▶ Prompt 1
Transcribe the part of the monoid morphism question starting at "I'm trying to" and ending at "the monoidIdentity definition?".
▶ Prompt 2
In the monoid morphism question, which identifiers in the code are followed directly by a single colon and then a type signature? List them all.
▶ Prompt 3
According to the monoid morphism question, why does filling ?respId with Refl fail? Answer in one to three sentences.

[Start of Text block]

I have a data structure
record IdentityPreservingMorphism domain codomain where
constructor MkMorphismOfMonoids
func : domain -> codomain
funcRespId : (Monoid domain, Monoid codomain) => func (Algebra.neutral) = Algebra.neutral
which just says that an IdentityPreservingMorphism is a morphism between monoids which needs to respect the identity.
I'm trying to prove that the identity morphisms is an IdentityPreservingMorphism
monoidIdentity : Monoid m => MorphismOfMonoids m m
monoidIdentity = MkMorphismOfMonoids
id
?respId
The easy shot for ?respId at Refl does not work because there are too many Monoid instances available. How can I tell the compiler that I would like to use only the instance coming from the monoidIdentity definition?

[End of Text block]
[Start of Recorded data]

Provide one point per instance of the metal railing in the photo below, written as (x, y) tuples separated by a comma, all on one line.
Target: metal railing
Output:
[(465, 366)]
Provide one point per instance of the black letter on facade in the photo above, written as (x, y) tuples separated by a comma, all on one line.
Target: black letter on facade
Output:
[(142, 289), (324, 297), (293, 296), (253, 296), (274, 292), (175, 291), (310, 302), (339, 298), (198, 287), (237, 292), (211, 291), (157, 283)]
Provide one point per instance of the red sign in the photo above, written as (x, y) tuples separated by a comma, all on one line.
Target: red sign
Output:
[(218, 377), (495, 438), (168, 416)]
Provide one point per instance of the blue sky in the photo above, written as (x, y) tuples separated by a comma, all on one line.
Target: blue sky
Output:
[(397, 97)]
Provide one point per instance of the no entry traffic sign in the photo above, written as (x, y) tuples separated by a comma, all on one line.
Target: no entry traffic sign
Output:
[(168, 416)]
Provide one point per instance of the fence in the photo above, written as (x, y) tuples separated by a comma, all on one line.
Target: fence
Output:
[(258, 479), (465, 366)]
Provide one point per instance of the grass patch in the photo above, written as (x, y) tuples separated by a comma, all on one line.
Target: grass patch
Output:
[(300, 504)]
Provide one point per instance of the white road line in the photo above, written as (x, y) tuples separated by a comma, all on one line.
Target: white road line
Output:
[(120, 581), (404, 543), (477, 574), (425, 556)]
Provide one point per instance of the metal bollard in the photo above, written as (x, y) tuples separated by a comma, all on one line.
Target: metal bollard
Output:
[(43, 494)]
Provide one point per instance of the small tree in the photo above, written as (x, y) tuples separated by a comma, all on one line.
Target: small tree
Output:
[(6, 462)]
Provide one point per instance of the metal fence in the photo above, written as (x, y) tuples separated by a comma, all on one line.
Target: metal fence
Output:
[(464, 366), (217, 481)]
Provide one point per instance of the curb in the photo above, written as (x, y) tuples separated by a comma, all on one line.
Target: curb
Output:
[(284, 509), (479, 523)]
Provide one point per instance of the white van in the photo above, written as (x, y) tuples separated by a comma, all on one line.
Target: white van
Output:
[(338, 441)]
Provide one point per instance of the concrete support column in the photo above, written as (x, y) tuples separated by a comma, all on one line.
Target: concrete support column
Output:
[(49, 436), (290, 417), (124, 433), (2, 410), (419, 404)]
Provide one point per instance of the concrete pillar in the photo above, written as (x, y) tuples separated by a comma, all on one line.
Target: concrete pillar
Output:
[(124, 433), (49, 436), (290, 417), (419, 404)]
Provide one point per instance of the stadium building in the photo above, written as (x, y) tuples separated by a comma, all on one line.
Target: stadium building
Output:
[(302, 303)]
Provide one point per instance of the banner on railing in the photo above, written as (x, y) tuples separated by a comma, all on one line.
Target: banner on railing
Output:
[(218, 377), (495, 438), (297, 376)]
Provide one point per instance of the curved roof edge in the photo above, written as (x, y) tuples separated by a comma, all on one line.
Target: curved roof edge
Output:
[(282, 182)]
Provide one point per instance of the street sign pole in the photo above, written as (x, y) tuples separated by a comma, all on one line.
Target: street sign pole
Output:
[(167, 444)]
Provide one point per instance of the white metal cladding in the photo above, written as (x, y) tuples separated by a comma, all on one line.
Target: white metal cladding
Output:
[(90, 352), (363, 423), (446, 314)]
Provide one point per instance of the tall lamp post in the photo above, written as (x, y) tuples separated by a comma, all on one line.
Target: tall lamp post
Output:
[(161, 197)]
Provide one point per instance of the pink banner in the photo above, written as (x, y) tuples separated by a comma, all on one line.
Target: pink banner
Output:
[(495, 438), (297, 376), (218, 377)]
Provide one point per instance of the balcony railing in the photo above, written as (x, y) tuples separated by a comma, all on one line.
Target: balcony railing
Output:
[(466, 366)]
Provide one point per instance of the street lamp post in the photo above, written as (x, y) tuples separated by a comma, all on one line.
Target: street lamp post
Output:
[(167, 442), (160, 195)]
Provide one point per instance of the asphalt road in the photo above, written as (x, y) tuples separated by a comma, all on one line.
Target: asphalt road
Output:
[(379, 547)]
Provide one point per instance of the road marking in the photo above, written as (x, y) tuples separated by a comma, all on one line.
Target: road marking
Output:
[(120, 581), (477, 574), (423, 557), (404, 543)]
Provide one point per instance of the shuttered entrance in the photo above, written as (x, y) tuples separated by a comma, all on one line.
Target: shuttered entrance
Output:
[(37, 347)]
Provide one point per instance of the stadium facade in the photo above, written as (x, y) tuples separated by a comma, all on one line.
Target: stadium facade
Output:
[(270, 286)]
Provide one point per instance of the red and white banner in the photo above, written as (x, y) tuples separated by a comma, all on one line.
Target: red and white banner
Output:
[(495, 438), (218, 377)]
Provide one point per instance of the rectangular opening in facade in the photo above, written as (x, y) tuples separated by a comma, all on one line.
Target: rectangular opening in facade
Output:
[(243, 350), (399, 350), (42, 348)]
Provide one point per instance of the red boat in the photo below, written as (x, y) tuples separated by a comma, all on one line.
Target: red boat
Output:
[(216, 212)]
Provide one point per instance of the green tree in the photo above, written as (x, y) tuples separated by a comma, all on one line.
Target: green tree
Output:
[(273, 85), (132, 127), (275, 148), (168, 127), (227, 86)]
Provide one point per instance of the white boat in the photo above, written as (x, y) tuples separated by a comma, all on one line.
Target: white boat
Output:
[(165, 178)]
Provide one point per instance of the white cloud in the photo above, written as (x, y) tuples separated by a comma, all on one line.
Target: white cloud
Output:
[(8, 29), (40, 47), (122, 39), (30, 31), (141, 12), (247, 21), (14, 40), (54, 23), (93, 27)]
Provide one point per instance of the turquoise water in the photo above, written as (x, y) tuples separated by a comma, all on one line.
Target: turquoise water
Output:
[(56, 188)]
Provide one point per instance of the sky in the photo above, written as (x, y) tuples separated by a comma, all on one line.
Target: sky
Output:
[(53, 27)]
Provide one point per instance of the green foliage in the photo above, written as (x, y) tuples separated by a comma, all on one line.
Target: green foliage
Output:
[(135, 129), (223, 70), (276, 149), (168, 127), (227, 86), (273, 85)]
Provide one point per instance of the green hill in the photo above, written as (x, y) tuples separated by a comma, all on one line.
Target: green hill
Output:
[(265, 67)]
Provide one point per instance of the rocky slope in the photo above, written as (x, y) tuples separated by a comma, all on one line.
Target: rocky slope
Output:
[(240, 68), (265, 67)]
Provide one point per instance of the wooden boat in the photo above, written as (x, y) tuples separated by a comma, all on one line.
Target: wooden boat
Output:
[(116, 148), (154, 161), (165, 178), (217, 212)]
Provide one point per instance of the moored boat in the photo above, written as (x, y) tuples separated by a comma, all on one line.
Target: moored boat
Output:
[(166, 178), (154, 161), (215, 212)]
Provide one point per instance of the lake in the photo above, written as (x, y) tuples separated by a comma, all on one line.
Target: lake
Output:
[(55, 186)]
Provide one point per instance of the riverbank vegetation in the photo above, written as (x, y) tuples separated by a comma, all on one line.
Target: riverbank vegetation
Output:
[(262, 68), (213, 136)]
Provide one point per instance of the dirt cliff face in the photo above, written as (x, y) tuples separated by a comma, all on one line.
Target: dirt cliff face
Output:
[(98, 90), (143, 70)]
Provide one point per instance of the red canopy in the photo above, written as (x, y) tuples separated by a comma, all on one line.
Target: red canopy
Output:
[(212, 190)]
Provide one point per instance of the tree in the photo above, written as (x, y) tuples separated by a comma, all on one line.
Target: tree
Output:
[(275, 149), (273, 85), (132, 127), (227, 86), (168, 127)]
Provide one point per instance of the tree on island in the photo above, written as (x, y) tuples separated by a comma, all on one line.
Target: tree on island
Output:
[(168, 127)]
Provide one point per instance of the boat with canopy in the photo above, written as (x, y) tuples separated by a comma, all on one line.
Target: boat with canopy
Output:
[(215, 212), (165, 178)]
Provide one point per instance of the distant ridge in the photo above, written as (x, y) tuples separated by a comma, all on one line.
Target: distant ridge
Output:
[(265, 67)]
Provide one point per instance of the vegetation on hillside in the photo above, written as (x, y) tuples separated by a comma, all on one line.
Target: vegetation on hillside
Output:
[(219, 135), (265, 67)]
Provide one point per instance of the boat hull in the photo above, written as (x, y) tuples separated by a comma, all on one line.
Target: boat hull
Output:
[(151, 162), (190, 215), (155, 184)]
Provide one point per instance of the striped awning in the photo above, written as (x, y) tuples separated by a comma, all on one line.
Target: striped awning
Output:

[End of Recorded data]

▶ Exercise result 1
I'm trying to prove that the identity morphisms is an IdentityPreservingMorphism
monoidIdentity : Monoid m => MorphismOfMonoids m m
monoidIdentity = MkMorphismOfMonoids
id
?respId
The easy shot for ?respId at Refl does not work because there are too many Monoid instances available. How can I tell the compiler that I would like to use only the instance coming from the monoidIdentity definition?

▶ Exercise result 2
func
funcRespId
monoidIdentity

▶ Exercise result 3
Refl does not work because too many Monoid instances are available. The author wants the compiler to use only the instance that comes from the monoidIdentity definition.